Excerpt:
No long ago, a senior executive from one of corporate America's large bellwether stocks received a telephone call from law enforcement, explaining that the company had a major software vulnerability in its corporate web site. The agent described the vulnerability and its location in great detail and requested that it be fixed immediately. But he refused to disclose how he knew.
At the executive's request, the organization's chief information security officer (CISO) investigated the matter, confirmed the flaw and fixed it. Through forensics, the CISO discovered that a foreign government had penetrated the organisation's applications infrastructure and was in a position to bring it down whenever the time was deemed right.
Cybersecurity is no longer just the job of IT. As the true story above highlights, cybercrime today is a silent, invisible battlefield. The anonymity and universal access of cyberspace makes cybercrime attractive and easy. If customers, partners and employees can access sensitive systems from anywhere in the world, then the same pathway to the core infrastructure and priceless data exists for hackers as well.
Defending against cybercrime is costing billions of dollars. According to Gartner, organizations worldwide spent $288 billion on information security products in 2007. U.S. companies alone spent $79 billion in 2007. The U.S. government is allocating $7.9 billion in 2009 for cybersecurity, which is $103 out of every $1,000 requested for IT spending —up 75 percent from 2004.
But is all this investment making an impact? Consider:
* The Web Application Security Consortium project analysed 31,373 web applications and discovered that they contained 148,000 vulnerabilities.
* Between 2001 and 2007, 180 million credit card records were stolen.
* The Washington Post reported that by August 2008, the number of successful data breaches had surpassed all breaches from 2007.
What's not working? Businesses build applications to store, process and transact money and data for the sake of efficiency — but they often failed to properly defend these applications. As business modernized, software security didn't. And hackers have sniffed out the weaknesses. Traditional defensive measures — including firewalls and anti-virus — don't protect against data breaches.
Application security: A new business imperative
The days of hacking for fun are over. The new face of cybercrime has evolved in two ways:
* First, foreign governments are also after intellectual property, particularly in the military domain, and the internet is their portal into the applications and databases that hold these secrets.

Extracted records:

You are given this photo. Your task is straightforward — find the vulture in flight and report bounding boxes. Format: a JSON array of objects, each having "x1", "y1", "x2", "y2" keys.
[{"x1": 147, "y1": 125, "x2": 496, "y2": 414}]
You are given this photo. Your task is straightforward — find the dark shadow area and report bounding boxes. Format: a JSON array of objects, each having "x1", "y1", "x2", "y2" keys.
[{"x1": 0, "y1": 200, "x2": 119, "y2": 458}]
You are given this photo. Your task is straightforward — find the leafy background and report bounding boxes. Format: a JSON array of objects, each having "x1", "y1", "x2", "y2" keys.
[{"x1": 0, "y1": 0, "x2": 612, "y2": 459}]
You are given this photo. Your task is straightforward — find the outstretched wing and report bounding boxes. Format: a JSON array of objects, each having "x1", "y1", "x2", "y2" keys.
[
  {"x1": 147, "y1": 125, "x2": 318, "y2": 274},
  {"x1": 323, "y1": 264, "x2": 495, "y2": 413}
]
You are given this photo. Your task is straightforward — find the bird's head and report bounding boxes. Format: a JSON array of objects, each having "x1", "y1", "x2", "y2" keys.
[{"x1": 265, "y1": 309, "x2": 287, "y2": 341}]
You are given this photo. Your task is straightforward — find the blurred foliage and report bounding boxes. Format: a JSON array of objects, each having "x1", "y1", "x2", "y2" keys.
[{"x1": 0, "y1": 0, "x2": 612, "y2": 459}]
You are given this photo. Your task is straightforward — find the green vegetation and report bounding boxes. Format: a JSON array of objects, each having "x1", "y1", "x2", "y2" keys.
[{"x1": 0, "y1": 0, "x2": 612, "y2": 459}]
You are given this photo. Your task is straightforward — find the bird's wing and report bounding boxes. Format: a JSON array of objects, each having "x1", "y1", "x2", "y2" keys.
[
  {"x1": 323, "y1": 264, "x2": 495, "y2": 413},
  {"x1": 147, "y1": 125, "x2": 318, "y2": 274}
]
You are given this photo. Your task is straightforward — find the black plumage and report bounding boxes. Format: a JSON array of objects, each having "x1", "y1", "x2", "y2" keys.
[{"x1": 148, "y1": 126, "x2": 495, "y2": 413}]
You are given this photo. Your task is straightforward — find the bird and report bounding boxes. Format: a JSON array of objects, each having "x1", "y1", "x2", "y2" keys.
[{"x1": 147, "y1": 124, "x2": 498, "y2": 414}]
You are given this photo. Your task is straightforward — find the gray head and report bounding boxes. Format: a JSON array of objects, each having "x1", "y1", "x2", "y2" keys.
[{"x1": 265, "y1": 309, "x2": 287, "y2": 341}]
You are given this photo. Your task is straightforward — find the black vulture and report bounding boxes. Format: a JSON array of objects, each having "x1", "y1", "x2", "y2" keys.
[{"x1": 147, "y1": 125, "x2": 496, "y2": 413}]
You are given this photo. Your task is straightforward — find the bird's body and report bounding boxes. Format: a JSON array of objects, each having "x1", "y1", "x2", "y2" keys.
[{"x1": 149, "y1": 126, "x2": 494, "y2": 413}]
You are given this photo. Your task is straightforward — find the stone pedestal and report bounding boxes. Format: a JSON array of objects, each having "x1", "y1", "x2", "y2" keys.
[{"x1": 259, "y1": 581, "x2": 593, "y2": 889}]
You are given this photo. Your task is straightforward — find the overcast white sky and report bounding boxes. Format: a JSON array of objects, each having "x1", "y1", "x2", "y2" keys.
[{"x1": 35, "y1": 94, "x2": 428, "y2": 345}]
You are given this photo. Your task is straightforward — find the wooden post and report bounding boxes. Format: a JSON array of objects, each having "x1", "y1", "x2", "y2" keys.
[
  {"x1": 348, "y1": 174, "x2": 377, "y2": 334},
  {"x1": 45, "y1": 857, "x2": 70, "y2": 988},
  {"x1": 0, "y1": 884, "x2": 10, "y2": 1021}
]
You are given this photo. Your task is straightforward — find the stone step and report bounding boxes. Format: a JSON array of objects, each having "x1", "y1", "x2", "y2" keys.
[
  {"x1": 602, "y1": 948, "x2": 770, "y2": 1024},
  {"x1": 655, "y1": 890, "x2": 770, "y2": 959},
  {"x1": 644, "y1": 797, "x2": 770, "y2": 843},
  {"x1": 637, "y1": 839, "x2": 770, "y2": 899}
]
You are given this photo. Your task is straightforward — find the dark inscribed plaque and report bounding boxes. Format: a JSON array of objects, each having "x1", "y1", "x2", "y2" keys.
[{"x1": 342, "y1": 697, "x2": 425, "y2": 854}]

Exercises:
[1] According to the cybersecurity article, how much did U.S. companies spend on information security products in 2007?
[2] Continue the article on cybercrime and application security from the point where it stops.

Expected responses:
[1] $79 billion.

[2]
Countries such as China, for example, have now become proficient in the art of cyberwarfare and cyberespionage after setting up specific hacking centers to this end. North Korea, on the other hand, has invested in a hacking school, from which about 100 hackers graduate each year, while Russia fetes its cyber-savvy practitioners as national heroes. The rationale is, why invest vast sums in conventional weapons or risk international scandal should spies be discovered, when such operations can be conducted quietly online these days?
* Second, the amount of money that can be made from online fraud and theft with relatively little risk (compared to operations in the physical world) inevitably makes such undertakings attractive. This means that both individuals on the make and organized crime are now becoming involved.
A very sophisticated industry is also developing around the pursuit. Consider how the opponent has mobilized:
* In recent years, a growing number of hacker matchmaking sites have sprung up. These act in a similar fashion to a brokerage firm and bring people with a range of different skills together to target organizations more effectively.
* There are also various web sites that publish software vulnerabilities and make the hackers' job all the easier.
* Hackers develop and sell automated hacking tools.
Business software assurance
What has allowed this evolution? Applications are only as good as the software developers who wrote them. And most of those developers are not responsible for security.
So what can organisations do to protect themselves from the hacking threat more effectively?
The first thing is to adopt a Business Software Assurance approach for information security. BSA offers a good foundation to understand what threats and vulnerabilities could impact the business and what the likelihood is of problems occurring.
BSA involves introducing a formal methodology to help determine what the real risks are. This enables businesses to focus on their true needs by formally documenting processes to ensure that issues do not end up falling through the cracks.
As part of the BSA process, it's crucial to gain an understanding of just how exposed the organization's systems are. The aim is to remove any flaws from the code to make it impenetrable to attack. More importantly, it is about adopting an inside-out strategy that tackles root causes as opposed to simply employing outside-in tactics that involve putting a protective wall around the problem.
As the world has moved online, it has brought all of its vices with it. An entire economy has sprung up online to support and feed a cycle of fraud and theft that leeches untold strategic and monetary value from supposedly safe data warehouses, and costs further billions to defend against with limited effect. The only path out of this reckless cycle is a strategy that focuses not only on the criminals that are after your data, but the vulnerabilities in your software infrastructure that they turn against you.